> **EXERCISE PROMPT**
According to the article on yoga in medical practice, how many doctors has Life in Yoga trained since beginning its effort in 2010?

> **EXTRACT**
===
Integrating Yoga Into Medical Practice – It’s More Than ‘Just Relaxation Response’

Rajan Narayanan isn’t your average yoga instructor. During his classes, he uses words like “neuroplasticity,”avoids Sanskrit terms and sometimes shows up to teach in a suit and tie.

And often, like on this particular Monday at a Maryland conference center, most of his students are physicians and nurses. Stretched out on orange and green yoga mats for a weekend-long workshop, the 30 students learned breathing techniques, lifestyle suggestions and the research that supports the health benefits of yoga.

Narayanan, a long time practitioner and economist by day, is one of the founders of Life In Yoga, a nonprofit organization that seeks to educate people on the benefits of this ancient Indian practice. A major part of this effort, however, is directed at integrating yoga therapy in the mainstream health care system by training medical providers to use yogic breathing and techniques to treat various maladies.



Health care professionals attend a Life in Yoga workshop to learn how yoga therapy can be used to heal and treat patients (Ankita Rao/KHN).

“We need to expand the horizons of physicians – yoga is much more than just relaxation response,” he said.

Since starting this push in 2010, Life in Yoga has trained 145 doctors, and its programs are recognized by the Accreditation Council for Continuing Medical Education. Yoga therapy is a relatively new addition to the spectrum of courses, but one that has been proven helpful to physicians, said Dr. Murray Kopelow, president and CEO of the accreditation council.

“These are things our professionals need to know,” he said.

Dr. Harminder Kaur, a physician in Clarksburg, Md., agreed.

Kaur, who also practices yoga in her personal life, said the Life in Yoga curriculum has helped her patients with illnesses such as sleep apnea and arthritis.

“It takes one case to be successfully treated, then your mind is open to it.” she said.

Naryanan from Life in Yoga makes weekly visits to her practice to focus on specific techniques geared toward certain problems. They are currently working on ways to use yoga therapy to help patients with hypertension.

For Narayanan, the ability to home in on a specific disease and have evidence of a proven outcome is the crux of his work with health care providers. He said psychiatrists often see the most powerful results of the practice – sometimes replacing a high dose of psychotropic drugs with breathing exercises.

But to make an impact on the health care system, Narayanan wants to dispel the popular image of yoga as just an exercise or good stretch and focus on its scientific side. And he and his partners forego any salary or compensation to make sure that happens.

“Yoga is being misrepresented,” he said. “If thinking doesn’t change, if it’s not useful in a doctors’ practice, it cannot work.”

At the Maryland workshop in February, Narayanan and the team of physician instructors asked the doctors and nurses in attendance to try out some techniques to share with their patients.

And at the end of the course, the students – a group that included cardiologists, psychiatrists and physicians assistants — stood up to speak about their experiences over the weekend. Almost every person used the word inspired.
===
> **DATASET EXTRACT**
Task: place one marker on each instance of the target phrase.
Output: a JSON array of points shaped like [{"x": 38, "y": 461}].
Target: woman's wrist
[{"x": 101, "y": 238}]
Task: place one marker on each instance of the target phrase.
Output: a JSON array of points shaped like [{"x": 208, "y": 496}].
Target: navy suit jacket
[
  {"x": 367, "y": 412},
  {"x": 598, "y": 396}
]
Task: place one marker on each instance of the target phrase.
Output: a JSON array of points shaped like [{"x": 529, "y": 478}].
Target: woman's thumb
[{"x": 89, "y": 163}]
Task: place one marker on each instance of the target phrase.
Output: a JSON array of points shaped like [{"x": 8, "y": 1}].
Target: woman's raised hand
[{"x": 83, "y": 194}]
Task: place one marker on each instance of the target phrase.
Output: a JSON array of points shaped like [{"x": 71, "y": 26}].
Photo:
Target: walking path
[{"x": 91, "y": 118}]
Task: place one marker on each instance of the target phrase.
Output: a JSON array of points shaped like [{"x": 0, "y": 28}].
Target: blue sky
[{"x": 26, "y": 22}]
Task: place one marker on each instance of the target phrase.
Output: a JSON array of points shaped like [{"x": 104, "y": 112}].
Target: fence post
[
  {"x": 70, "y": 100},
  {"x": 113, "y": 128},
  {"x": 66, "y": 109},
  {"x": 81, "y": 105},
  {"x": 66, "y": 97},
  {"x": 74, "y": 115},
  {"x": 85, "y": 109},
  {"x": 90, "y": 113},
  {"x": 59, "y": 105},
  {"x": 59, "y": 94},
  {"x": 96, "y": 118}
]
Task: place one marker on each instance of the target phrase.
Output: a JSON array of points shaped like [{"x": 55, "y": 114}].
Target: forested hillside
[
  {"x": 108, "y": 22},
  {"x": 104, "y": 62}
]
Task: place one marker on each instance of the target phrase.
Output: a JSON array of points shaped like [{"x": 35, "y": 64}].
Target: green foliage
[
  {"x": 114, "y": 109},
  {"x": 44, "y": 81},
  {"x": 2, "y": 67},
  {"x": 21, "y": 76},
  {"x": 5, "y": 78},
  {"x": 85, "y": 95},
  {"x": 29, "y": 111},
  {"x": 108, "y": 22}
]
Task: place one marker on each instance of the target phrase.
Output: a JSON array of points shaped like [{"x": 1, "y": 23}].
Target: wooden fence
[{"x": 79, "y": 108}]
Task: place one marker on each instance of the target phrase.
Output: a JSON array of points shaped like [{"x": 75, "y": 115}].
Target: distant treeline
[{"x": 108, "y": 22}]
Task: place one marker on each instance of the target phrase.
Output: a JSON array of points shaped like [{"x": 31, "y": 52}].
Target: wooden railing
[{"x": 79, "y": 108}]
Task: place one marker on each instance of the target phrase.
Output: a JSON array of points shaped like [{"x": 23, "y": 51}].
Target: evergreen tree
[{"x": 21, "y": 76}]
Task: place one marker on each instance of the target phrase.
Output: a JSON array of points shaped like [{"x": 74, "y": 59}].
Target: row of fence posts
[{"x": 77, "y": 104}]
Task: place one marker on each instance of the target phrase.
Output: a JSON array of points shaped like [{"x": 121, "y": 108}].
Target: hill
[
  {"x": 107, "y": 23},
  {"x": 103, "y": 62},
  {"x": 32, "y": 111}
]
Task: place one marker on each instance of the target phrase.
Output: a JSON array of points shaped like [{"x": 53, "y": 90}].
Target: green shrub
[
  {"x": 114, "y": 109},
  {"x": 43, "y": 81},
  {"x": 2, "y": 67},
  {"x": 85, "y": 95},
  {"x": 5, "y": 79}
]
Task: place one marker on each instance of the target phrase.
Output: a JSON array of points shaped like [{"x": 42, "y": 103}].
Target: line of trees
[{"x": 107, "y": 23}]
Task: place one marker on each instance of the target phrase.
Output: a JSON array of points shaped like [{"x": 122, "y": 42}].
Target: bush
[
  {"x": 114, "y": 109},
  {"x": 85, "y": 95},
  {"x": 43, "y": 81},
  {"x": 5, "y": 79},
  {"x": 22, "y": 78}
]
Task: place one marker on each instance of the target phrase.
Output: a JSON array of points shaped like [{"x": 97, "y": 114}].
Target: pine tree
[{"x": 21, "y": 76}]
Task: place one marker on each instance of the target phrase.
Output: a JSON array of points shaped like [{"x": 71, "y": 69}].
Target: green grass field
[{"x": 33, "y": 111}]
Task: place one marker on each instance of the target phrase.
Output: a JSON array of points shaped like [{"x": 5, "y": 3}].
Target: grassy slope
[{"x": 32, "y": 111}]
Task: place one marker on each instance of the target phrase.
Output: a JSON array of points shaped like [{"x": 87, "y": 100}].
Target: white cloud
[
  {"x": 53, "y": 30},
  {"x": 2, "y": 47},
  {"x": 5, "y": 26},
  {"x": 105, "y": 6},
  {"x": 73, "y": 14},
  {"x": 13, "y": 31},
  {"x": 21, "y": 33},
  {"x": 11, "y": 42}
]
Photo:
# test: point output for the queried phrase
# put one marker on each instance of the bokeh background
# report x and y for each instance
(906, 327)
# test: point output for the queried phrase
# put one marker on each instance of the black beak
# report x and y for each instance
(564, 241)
===
> **SOLUTION FOR THIS EXERCISE**
145 doctors.